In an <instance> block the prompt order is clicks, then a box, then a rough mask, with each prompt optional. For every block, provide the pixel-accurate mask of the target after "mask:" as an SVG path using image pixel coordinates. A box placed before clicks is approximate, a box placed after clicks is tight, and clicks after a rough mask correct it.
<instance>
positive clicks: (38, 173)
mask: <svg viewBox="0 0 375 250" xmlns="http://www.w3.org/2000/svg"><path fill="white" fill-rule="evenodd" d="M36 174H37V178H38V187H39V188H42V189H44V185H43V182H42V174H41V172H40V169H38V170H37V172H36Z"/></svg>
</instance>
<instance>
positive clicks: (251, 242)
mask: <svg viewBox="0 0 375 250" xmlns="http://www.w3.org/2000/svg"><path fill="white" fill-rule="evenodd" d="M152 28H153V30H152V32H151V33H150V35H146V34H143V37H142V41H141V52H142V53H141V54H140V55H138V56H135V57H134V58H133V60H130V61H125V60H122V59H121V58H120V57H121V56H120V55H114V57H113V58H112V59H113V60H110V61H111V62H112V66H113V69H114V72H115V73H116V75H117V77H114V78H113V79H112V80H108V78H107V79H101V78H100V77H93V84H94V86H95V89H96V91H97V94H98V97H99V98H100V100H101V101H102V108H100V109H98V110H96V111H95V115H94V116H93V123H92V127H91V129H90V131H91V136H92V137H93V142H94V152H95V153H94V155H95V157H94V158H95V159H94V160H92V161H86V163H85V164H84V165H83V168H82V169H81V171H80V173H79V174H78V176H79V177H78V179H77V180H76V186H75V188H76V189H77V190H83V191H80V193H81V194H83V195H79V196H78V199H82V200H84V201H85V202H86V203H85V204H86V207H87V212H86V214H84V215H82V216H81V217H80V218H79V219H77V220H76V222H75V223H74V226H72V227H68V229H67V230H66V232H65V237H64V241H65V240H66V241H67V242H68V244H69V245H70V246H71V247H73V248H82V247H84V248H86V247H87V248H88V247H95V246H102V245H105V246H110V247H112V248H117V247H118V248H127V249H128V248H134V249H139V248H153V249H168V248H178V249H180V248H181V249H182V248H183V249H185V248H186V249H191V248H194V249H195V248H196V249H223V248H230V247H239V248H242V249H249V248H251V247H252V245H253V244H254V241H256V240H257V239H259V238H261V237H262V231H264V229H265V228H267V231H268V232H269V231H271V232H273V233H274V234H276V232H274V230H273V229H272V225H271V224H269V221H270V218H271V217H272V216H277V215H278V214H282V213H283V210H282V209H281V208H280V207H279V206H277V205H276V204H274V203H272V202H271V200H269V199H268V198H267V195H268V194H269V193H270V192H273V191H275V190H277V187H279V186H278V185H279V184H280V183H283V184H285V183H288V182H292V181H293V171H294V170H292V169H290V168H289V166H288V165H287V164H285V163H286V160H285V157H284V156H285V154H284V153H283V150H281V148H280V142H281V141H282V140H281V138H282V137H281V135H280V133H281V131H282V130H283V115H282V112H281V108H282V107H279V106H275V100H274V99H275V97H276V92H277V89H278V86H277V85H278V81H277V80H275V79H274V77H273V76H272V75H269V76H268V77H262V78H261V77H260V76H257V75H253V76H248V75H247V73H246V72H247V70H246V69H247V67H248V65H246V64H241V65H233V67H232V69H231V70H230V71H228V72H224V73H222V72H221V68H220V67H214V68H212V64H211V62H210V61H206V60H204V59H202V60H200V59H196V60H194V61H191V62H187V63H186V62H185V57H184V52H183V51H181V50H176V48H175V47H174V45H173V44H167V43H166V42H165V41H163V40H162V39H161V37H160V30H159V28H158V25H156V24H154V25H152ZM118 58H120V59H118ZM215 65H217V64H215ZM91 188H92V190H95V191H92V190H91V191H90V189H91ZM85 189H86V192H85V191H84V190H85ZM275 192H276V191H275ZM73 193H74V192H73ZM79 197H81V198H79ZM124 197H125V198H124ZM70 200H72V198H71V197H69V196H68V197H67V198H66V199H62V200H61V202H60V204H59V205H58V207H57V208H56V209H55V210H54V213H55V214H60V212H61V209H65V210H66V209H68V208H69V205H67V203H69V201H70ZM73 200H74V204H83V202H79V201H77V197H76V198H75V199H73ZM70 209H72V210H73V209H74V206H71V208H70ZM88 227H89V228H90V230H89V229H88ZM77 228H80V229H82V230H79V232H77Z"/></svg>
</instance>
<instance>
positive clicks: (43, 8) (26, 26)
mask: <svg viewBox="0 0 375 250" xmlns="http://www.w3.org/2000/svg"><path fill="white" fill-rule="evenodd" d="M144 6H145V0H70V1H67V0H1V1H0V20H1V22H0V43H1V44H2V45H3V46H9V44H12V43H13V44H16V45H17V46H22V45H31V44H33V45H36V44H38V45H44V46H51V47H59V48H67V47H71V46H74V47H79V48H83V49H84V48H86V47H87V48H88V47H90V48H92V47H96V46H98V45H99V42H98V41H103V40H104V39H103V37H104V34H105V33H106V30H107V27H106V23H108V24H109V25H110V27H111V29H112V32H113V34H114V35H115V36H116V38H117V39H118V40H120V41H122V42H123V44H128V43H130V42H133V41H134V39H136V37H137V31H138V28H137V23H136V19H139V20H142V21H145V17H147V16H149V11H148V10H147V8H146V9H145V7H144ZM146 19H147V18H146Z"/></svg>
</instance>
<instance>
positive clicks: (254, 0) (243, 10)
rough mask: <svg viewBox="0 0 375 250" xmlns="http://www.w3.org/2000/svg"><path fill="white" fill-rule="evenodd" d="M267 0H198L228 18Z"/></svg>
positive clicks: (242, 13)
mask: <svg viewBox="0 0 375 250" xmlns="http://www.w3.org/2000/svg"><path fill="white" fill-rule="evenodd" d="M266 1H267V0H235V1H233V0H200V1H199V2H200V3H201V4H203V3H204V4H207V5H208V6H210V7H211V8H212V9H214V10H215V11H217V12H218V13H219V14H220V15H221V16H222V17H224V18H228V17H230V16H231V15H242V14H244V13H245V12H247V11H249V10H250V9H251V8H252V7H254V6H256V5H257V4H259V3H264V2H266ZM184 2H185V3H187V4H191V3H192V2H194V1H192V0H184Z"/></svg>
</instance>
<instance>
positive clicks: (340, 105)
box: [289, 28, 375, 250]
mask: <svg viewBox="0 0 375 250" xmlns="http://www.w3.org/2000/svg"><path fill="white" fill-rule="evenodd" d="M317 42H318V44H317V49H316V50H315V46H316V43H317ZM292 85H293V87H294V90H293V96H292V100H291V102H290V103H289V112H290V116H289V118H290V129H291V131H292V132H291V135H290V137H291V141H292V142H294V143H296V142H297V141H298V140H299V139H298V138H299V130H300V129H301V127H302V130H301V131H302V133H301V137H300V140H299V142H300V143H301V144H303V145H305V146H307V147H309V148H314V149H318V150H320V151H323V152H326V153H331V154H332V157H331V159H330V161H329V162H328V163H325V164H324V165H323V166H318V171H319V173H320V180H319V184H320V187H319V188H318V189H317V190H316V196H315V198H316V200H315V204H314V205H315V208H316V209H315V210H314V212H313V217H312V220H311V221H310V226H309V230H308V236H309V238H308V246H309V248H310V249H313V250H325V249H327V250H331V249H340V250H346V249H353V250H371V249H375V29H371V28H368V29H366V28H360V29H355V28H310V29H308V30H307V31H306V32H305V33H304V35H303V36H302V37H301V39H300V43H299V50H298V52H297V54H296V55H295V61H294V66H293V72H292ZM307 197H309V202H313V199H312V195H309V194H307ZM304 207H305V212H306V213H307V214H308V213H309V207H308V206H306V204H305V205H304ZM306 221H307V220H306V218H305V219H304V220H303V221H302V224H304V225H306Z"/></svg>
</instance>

[What you will do]: Quote all of the items above word for word, from the first line to the last.

[Completed exercise]:
In an <instance> block the prompt order is clicks, then a box, then a rough mask, with each prompt optional. For every block, provide the pixel-accurate mask of the target after "mask:" as an SVG path using image pixel coordinates. A box placed before clicks is approximate, a box placed after clicks is tight, and clicks after a rough mask correct it.
<instance>
positive clicks: (38, 173)
mask: <svg viewBox="0 0 375 250" xmlns="http://www.w3.org/2000/svg"><path fill="white" fill-rule="evenodd" d="M36 174H37V178H38V187H39V188H42V189H44V185H43V182H42V174H41V172H40V169H38V170H37V172H36Z"/></svg>
</instance>
<instance>
positive clicks: (251, 242)
mask: <svg viewBox="0 0 375 250" xmlns="http://www.w3.org/2000/svg"><path fill="white" fill-rule="evenodd" d="M152 28H153V30H152V32H151V33H150V35H146V34H143V37H142V41H141V52H142V53H141V54H140V55H138V56H135V57H134V58H133V60H130V61H125V60H122V59H121V58H120V57H121V56H120V55H114V57H113V58H112V59H113V60H110V61H111V62H112V66H113V69H114V72H115V73H116V75H117V77H114V78H113V79H112V80H108V78H107V79H101V78H100V77H93V84H94V86H95V89H96V91H97V94H98V97H99V98H100V100H101V101H102V108H100V109H98V110H96V111H95V115H94V116H93V123H92V127H91V129H90V131H91V136H92V137H93V142H94V152H95V153H94V155H95V157H94V158H95V159H94V160H92V161H86V163H85V164H84V165H83V168H82V169H81V171H80V173H79V174H78V176H79V177H78V179H77V180H76V186H75V188H76V189H77V190H83V191H80V193H81V194H83V195H79V196H78V199H82V200H84V201H85V202H86V203H85V204H86V207H87V212H86V214H84V215H82V216H81V217H80V218H79V219H77V220H76V222H75V223H74V226H72V227H68V229H67V230H66V232H65V237H64V241H65V240H66V241H67V242H68V244H69V245H70V246H71V247H73V248H82V247H84V248H86V247H87V248H88V247H95V246H102V245H105V246H110V247H112V248H117V247H118V248H127V249H128V248H134V249H139V248H153V249H168V248H178V249H180V248H181V249H182V248H183V249H185V248H186V249H191V248H194V249H195V248H196V249H223V248H230V247H239V248H242V249H249V248H251V247H252V245H253V244H254V241H256V240H257V239H259V238H261V237H262V231H264V229H265V228H267V231H268V232H269V231H271V232H273V233H274V234H276V232H274V230H273V229H272V225H271V224H269V221H270V218H271V217H272V216H277V215H278V214H282V213H283V210H282V209H281V208H280V207H279V206H277V205H276V204H274V203H272V202H271V200H269V199H268V198H267V195H268V194H269V193H270V192H273V191H275V190H277V187H279V186H278V185H279V184H280V183H283V184H285V183H288V182H292V181H293V171H294V170H292V169H290V168H289V166H288V165H287V164H285V163H286V160H285V157H284V156H285V154H284V153H283V150H281V148H280V142H281V141H282V140H281V138H282V137H281V135H280V133H281V131H282V130H283V115H282V112H281V108H282V107H279V106H275V100H274V99H275V97H276V92H277V89H278V86H277V85H278V81H277V80H275V79H274V77H273V76H272V75H269V76H268V77H262V78H261V77H260V76H257V75H253V76H248V75H247V73H246V72H247V70H246V69H247V67H248V65H246V64H241V65H233V67H232V69H231V70H230V71H228V72H224V73H222V72H221V68H220V67H214V68H212V64H211V62H210V61H206V60H204V59H202V60H200V59H196V60H194V61H191V62H187V63H186V62H185V57H184V52H183V51H181V50H176V48H175V47H174V45H173V44H167V43H166V42H165V41H163V40H162V39H161V37H160V30H159V28H158V25H156V24H154V25H152ZM118 58H120V59H118ZM215 65H217V64H215ZM91 188H92V190H95V191H92V190H91V191H90V189H91ZM85 189H86V192H85V191H84V190H85ZM275 192H276V191H275ZM73 193H74V192H73ZM79 197H81V198H79ZM124 197H125V198H124ZM70 200H72V198H71V197H69V196H68V197H67V198H66V199H62V200H61V202H60V204H59V205H58V207H57V208H56V209H55V210H54V213H55V214H60V212H61V209H65V210H66V209H68V208H69V205H67V203H69V201H70ZM73 200H74V204H83V202H79V201H77V197H76V198H75V199H73ZM70 209H72V210H73V209H74V206H71V208H70ZM88 227H89V228H90V230H89V229H88ZM77 228H80V229H82V230H79V232H77Z"/></svg>
</instance>
<instance>
positive clicks: (43, 8) (26, 26)
mask: <svg viewBox="0 0 375 250" xmlns="http://www.w3.org/2000/svg"><path fill="white" fill-rule="evenodd" d="M144 6H145V0H70V1H67V0H1V1H0V20H1V22H0V43H1V44H2V45H3V46H9V44H12V43H13V44H16V45H17V46H22V45H31V44H33V45H36V44H38V45H44V46H51V47H59V48H67V47H71V46H74V47H79V48H83V49H84V48H86V47H87V48H88V47H90V48H92V47H96V46H98V45H99V42H98V41H103V40H104V39H103V37H104V34H105V33H106V30H107V27H106V23H108V24H109V25H110V27H111V29H112V32H113V34H114V35H115V36H116V38H117V39H118V40H120V41H122V42H123V44H128V43H130V42H133V41H134V39H136V37H137V31H138V28H137V23H136V19H139V20H142V21H145V17H147V16H149V11H148V10H147V8H146V9H145V7H144ZM146 19H147V18H146Z"/></svg>
</instance>
<instance>
positive clicks: (254, 0) (243, 10)
rough mask: <svg viewBox="0 0 375 250" xmlns="http://www.w3.org/2000/svg"><path fill="white" fill-rule="evenodd" d="M267 0H198L228 18Z"/></svg>
positive clicks: (242, 13)
mask: <svg viewBox="0 0 375 250" xmlns="http://www.w3.org/2000/svg"><path fill="white" fill-rule="evenodd" d="M266 1H267V0H235V1H233V0H200V1H199V2H200V3H201V4H203V3H204V4H207V5H208V6H210V7H211V8H212V9H214V10H215V11H217V12H218V13H219V14H220V15H221V16H222V17H224V18H228V17H230V16H231V15H242V14H244V13H245V12H247V11H249V10H250V9H251V8H252V7H254V6H256V5H257V4H259V3H264V2H266ZM184 2H185V3H187V4H191V3H192V2H194V1H192V0H184Z"/></svg>
</instance>
<instance>
positive clicks: (340, 105)
box: [289, 28, 375, 250]
mask: <svg viewBox="0 0 375 250" xmlns="http://www.w3.org/2000/svg"><path fill="white" fill-rule="evenodd" d="M317 42H318V44H317V49H316V50H315V46H316V43H317ZM292 85H293V87H294V90H293V96H292V100H291V102H290V103H289V112H290V116H289V118H290V129H291V131H292V132H291V135H290V137H291V141H292V142H294V143H296V142H297V141H298V140H299V139H298V138H299V130H300V129H301V127H302V130H301V131H302V133H301V137H300V140H299V142H300V143H301V144H303V145H305V146H307V147H309V148H314V149H318V150H320V151H323V152H326V153H331V154H332V157H331V159H330V161H329V162H328V163H325V164H324V165H323V166H318V171H319V173H320V180H319V184H320V187H319V188H318V189H317V190H316V196H315V198H316V200H315V204H314V205H315V208H316V209H315V210H314V212H313V217H312V220H311V221H310V226H309V230H308V236H309V238H308V246H309V248H310V249H313V250H325V249H327V250H331V249H340V250H346V249H353V250H371V249H375V29H371V28H368V29H366V28H360V29H355V28H310V29H308V30H307V31H306V32H305V33H304V35H303V36H302V37H301V39H300V43H299V50H298V52H297V54H296V55H295V61H294V66H293V72H292ZM307 197H309V202H313V199H312V195H309V194H307ZM304 207H305V212H306V213H307V214H308V213H309V207H308V206H306V204H305V205H304ZM306 221H307V220H306V218H305V219H304V220H303V221H302V224H304V225H306Z"/></svg>
</instance>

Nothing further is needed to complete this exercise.